Do this>
Rewrite as a numbered list the lines from the one containing "Please segment every instance of the cabinet" through the one containing "98L203 101L211 101L212", including both, and leave out any blank lines.

Information provided>

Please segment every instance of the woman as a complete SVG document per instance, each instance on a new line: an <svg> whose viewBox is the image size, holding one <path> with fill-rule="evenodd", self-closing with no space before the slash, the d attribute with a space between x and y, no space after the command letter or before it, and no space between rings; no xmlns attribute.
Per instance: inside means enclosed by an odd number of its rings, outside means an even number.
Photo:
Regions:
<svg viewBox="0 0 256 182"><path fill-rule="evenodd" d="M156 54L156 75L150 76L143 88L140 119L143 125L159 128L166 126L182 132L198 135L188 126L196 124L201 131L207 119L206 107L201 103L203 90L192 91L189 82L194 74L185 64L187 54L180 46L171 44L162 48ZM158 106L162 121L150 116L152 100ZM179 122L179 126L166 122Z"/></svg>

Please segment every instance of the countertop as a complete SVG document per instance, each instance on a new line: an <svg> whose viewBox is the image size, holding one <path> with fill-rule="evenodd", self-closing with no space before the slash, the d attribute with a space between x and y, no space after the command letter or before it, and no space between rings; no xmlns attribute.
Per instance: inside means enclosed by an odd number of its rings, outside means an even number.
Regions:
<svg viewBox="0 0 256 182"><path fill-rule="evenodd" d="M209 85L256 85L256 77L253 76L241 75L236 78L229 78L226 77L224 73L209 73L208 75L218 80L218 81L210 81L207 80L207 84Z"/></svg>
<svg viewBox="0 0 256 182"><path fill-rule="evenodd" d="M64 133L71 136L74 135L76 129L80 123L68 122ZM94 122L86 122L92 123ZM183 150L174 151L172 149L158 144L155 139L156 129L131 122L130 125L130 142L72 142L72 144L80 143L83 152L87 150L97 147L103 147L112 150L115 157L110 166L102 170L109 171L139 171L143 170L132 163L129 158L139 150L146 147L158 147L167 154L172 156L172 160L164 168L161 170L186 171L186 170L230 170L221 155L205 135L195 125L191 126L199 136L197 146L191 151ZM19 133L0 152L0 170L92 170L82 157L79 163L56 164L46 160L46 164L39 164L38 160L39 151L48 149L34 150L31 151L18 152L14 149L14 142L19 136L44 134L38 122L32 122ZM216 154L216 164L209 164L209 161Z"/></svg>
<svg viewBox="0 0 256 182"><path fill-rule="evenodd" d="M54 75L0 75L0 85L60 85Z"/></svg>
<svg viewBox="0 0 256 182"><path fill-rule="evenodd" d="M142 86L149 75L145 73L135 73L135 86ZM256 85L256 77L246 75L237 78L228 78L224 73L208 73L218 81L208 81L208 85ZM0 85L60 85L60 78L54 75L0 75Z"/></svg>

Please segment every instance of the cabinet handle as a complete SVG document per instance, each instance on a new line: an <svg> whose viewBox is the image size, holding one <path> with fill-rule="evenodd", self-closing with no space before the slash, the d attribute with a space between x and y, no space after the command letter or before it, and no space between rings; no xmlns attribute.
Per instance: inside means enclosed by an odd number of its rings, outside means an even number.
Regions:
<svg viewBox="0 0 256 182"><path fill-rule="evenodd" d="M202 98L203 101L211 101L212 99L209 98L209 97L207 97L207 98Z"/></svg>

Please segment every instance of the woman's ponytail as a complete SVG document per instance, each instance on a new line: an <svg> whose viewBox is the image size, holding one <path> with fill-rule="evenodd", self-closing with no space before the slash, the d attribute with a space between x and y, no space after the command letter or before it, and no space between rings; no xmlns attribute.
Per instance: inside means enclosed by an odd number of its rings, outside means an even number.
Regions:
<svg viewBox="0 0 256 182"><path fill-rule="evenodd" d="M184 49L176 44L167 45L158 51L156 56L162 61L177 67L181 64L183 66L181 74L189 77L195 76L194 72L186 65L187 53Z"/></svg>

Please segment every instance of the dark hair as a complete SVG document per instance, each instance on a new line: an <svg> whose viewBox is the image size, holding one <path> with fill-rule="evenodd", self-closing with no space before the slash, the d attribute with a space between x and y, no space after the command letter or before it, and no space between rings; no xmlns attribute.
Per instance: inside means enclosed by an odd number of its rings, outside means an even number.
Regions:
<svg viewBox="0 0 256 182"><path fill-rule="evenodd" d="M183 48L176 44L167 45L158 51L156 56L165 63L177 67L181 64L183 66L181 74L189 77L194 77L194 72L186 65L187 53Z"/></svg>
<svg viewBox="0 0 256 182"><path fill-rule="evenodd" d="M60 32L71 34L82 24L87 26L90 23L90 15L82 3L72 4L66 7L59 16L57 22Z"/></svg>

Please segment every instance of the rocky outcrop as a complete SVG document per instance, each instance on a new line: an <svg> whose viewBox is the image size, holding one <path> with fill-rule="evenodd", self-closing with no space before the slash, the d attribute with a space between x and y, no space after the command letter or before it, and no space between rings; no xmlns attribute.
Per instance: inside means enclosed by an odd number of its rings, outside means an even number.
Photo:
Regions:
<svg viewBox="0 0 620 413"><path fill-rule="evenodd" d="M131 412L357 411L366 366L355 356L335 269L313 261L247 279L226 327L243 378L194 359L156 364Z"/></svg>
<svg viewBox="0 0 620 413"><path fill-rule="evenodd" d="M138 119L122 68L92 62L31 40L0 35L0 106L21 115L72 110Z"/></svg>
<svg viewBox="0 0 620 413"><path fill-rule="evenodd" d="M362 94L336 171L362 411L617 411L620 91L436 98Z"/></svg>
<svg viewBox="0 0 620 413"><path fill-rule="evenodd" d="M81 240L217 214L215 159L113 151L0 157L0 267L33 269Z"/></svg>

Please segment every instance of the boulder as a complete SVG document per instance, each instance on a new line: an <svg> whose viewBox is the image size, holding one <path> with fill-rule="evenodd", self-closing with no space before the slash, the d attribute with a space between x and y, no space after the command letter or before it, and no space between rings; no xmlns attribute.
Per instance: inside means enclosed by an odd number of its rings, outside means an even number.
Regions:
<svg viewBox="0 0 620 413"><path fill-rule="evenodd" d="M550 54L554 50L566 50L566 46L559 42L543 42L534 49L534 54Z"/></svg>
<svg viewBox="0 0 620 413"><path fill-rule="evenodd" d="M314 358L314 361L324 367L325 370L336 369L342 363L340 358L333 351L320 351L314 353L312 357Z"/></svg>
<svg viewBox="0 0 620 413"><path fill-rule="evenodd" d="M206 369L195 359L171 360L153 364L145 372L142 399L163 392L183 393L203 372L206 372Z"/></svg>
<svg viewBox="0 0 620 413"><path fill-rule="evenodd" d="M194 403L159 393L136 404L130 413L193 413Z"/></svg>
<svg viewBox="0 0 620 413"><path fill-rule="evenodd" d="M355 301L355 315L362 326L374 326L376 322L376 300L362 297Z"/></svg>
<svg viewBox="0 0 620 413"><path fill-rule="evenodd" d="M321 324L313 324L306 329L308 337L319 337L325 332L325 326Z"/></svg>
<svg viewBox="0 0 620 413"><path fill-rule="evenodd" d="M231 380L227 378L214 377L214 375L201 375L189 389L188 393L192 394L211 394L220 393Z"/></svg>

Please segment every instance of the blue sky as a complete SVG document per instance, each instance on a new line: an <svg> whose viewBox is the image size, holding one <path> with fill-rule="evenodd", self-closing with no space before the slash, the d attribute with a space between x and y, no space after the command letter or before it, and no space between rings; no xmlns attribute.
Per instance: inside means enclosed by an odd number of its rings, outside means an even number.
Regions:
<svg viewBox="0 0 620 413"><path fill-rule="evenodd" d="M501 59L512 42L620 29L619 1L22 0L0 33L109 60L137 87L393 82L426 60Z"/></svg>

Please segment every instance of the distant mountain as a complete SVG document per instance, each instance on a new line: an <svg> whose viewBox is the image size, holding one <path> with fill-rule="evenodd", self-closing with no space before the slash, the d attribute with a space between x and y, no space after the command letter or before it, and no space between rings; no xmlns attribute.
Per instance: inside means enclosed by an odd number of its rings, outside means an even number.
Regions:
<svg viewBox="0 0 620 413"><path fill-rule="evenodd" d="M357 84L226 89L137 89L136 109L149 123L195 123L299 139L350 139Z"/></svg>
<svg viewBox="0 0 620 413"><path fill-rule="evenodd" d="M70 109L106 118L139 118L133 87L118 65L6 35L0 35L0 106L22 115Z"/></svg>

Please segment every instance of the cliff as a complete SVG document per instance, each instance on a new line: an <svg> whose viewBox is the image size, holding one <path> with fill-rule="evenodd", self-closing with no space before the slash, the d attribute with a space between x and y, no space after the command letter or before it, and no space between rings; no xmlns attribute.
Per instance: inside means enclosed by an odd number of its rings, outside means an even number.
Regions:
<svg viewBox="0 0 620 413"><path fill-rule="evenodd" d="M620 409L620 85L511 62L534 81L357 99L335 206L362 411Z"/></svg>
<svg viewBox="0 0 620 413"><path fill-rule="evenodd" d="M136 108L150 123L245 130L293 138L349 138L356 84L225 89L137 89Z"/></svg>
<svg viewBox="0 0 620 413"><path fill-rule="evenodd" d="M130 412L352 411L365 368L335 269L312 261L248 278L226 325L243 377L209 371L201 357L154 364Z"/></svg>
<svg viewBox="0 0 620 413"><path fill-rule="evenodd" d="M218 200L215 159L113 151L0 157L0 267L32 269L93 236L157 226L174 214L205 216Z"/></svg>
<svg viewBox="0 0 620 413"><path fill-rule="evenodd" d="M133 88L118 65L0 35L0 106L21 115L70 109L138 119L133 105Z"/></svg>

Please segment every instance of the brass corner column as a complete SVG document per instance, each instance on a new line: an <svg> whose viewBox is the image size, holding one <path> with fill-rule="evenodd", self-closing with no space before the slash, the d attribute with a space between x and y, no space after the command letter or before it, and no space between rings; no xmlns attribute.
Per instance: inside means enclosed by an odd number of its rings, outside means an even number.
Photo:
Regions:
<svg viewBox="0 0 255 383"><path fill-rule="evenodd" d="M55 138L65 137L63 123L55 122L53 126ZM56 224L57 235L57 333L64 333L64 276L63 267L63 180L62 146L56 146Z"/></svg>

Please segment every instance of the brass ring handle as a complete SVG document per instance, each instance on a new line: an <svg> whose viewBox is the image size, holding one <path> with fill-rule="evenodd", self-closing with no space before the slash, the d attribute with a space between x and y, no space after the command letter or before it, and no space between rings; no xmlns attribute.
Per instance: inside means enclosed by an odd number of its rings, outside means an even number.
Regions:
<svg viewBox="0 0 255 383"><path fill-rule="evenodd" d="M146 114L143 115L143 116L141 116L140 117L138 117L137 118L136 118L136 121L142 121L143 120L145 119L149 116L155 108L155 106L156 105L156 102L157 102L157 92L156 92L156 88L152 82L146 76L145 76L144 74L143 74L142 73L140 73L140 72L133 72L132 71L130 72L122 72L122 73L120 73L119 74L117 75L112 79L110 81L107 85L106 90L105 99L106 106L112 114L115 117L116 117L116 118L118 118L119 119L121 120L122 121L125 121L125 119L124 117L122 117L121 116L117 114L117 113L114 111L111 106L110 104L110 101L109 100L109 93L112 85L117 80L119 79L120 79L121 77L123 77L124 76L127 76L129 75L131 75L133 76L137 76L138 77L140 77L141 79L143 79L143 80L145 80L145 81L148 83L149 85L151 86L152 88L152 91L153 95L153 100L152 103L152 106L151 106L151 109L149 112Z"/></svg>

Written reply>
1. Please segment every instance of the cabinet handle as a complete SVG document per instance, each instance on a new line: an <svg> whose viewBox is the image size, holding one <path> with fill-rule="evenodd", self-closing with no space before the slash, the d attribute with a space between x and y, no space after the command letter or before it, and no space between rings; no xmlns attribute.
2. Per instance: inside means enclosed by an odd number of its rings, outside means an even number.
3. Regions:
4. <svg viewBox="0 0 256 182"><path fill-rule="evenodd" d="M202 98L203 101L211 101L212 99L209 98L209 97L207 97L207 98Z"/></svg>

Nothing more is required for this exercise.